◆ **Set problem**: Rename "rear quarter window" to "rear side window" throughout the rows, keeping every other word as it stands.

(Collected data)
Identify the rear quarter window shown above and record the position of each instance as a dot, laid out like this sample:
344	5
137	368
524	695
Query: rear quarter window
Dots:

◆ **Answer for this exercise**:
Identify the rear side window shown above and record the position of each instance as a dot, laid out like this sample:
344	5
137	368
524	695
Query: rear side window
Dots:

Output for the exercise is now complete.